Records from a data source
= Beginning of Section =
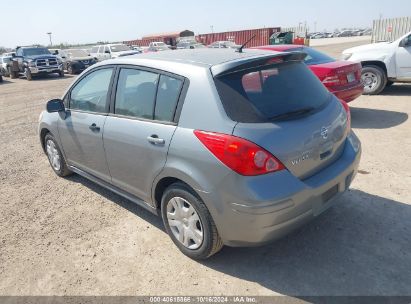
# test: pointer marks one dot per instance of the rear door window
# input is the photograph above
(281, 91)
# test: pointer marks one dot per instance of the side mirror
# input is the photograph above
(55, 105)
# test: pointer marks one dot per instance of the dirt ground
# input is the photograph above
(68, 236)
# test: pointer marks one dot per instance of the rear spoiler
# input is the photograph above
(259, 60)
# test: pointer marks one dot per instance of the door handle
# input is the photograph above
(94, 127)
(153, 139)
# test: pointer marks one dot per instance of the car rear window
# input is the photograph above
(313, 56)
(281, 91)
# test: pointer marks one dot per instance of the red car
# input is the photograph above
(341, 78)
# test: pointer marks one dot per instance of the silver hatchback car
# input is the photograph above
(229, 147)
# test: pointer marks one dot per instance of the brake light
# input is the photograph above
(240, 155)
(347, 110)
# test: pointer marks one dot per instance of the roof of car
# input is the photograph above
(201, 57)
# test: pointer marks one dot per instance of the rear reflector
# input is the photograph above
(240, 155)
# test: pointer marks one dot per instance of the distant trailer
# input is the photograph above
= End of Section =
● Work to be completed:
Say how many lines in the entries above contain the string "rear", offering no other words.

● Exercise output:
4